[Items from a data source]

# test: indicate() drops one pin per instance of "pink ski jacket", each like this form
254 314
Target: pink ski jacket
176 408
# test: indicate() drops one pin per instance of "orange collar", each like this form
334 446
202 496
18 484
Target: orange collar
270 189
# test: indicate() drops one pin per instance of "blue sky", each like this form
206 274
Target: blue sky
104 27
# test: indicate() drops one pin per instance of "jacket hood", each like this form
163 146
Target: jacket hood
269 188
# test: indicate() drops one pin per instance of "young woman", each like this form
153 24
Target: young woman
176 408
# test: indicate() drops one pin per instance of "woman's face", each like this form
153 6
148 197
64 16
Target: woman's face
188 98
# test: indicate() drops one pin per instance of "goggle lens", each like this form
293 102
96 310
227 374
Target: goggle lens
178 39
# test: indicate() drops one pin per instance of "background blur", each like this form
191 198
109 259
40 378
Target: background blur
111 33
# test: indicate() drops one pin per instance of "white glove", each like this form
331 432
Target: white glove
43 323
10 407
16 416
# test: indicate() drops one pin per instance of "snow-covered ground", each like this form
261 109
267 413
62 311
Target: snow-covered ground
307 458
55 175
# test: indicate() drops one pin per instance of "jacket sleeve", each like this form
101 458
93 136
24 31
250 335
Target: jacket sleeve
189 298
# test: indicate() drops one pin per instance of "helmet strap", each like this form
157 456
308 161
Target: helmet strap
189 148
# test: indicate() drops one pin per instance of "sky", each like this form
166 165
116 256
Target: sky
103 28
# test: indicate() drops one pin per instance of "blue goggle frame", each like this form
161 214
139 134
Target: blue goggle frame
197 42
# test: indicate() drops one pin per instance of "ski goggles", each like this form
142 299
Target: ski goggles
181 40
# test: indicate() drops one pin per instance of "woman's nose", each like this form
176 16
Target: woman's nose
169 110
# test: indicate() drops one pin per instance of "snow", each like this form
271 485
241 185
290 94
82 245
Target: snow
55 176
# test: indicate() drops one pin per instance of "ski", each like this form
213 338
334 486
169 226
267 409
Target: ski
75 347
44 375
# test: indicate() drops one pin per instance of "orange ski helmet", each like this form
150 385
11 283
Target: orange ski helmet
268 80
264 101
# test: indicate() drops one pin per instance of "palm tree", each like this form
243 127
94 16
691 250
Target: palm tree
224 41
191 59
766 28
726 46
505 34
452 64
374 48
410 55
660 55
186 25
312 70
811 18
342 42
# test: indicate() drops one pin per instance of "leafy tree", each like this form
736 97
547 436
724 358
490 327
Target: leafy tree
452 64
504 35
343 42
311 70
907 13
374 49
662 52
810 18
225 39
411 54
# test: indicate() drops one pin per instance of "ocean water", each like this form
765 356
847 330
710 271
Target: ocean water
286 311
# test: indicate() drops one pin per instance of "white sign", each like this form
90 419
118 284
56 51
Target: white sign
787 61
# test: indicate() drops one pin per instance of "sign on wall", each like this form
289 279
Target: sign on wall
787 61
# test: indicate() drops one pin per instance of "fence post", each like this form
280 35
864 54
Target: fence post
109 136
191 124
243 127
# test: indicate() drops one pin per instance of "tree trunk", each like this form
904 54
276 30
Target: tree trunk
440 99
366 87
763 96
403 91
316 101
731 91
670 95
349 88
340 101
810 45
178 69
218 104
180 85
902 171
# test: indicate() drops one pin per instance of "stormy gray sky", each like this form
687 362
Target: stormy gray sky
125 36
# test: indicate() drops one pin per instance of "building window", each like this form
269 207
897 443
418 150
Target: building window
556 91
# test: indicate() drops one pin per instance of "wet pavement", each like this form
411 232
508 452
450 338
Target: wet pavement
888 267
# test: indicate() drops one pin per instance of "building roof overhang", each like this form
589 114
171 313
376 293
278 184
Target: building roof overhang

* [Problem requirements]:
Precisely reproduce all the entries shown above.

* [Answer to the exercise]:
# test: indicate() drops one pin per instance of "pink ski jacket", each like this form
254 314
Target: pink ski jacket
176 408
# test: indicate() drops one pin per instance of "orange collar", each like this form
334 446
202 496
18 484
Target: orange collar
270 189
# test: indicate() drops one pin per instance of "blue sky", each like this form
206 274
Target: blue sky
104 27
# test: indicate() drops one pin per instance of "jacket hood", each like this form
163 146
Target: jacket hood
269 188
# test: indicate() drops one pin per instance of "young woman", each like this form
153 24
Target: young woman
176 408
# test: indicate() drops one pin per instance of "woman's face", each like this form
153 6
148 197
64 16
Target: woman's face
188 98
# test: indicate() drops one pin per instance of "goggle lens", each like this form
293 102
96 310
227 374
Target: goggle lens
178 39
# test: indicate() drops one pin per instance of "background blur", each like this form
191 198
109 259
40 378
Target: background blur
111 33
# test: indicate() drops one pin per instance of "white glove", each like this form
331 432
Target: white glove
43 323
10 407
16 416
# test: indicate() drops one pin per instance of "snow-covered ground", each like this form
261 109
267 413
62 311
Target: snow-covered ground
307 458
55 175
# test: indicate() drops one pin per instance of "jacket sleeve", each like this form
101 458
93 136
24 31
250 335
Target: jacket sleeve
189 298
# test: indicate() drops one pin per instance of "helmet strap", each like this form
157 456
308 161
Target: helmet strap
189 148
# test: indicate() drops one pin per instance of "sky", each like this form
166 165
116 256
Target: sky
103 28
# test: indicate() drops one pin per instance of "blue goggle frame", each like this form
161 214
139 134
Target: blue goggle frame
197 42
# test: indicate() drops one pin per instance of "ski goggles", each like this form
142 299
Target: ski goggles
181 40
# test: indicate() drops one pin per instance of "woman's nose", each like this form
176 16
Target: woman's nose
169 110
# test: indicate() drops one pin per instance of "snow", each like this form
271 485
241 185
290 94
82 245
Target: snow
55 176
# test: indicate() drops one pin per instance of "ski", each like this form
213 338
334 486
169 226
267 409
Target: ski
75 347
44 375
# test: indicate() drops one pin per instance of "orange ski helmet", each like this form
150 385
11 283
Target: orange ski helmet
268 80
264 101
# test: indicate() drops one pin per instance of "palm tree", each like this form
243 127
94 16
691 250
Target: palm tree
224 41
191 59
766 28
726 46
505 34
452 64
374 48
410 55
660 55
186 25
312 70
811 18
342 42
# test: indicate() drops one pin per instance of "leafy tree", each like this form
736 97
547 436
724 358
490 327
Target: leafy tree
452 64
504 35
343 42
311 70
907 13
374 49
662 52
810 18
225 39
411 54
# test: indicate() drops one pin per instance of "ocean water", each like this form
765 356
847 330
710 271
Target: ocean water
286 311
# test: indicate() drops one pin per instance of "white sign", each like this form
90 419
118 284
56 51
Target: white sign
787 61
# test: indicate() drops one pin per instance of "sign on wall", each like this form
289 279
Target: sign on wall
787 61
# test: indicate() drops one pin per instance of "fence post", each like this form
280 35
864 54
Target: fence post
109 136
191 124
243 127
# test: indicate() drops one pin per instance of "tree trunk", each like this form
904 54
276 30
Target: tree trunk
440 99
366 87
763 96
403 91
316 101
731 91
670 95
349 88
340 101
810 45
178 69
218 104
180 85
902 171
# test: indicate() drops one pin per instance of "stormy gray sky", each like this form
687 362
Target: stormy gray sky
125 36
# test: indicate() drops one pin per instance of "building window", each like this form
269 207
897 443
418 150
Target: building window
556 91
# test: indicate() drops one pin per instance of "wet pavement", each like this form
411 232
508 452
450 338
Target: wet pavement
888 267
# test: indicate() drops one pin per instance of "building roof overhang", each like this form
589 114
171 313
376 293
278 184
Target: building roof overhang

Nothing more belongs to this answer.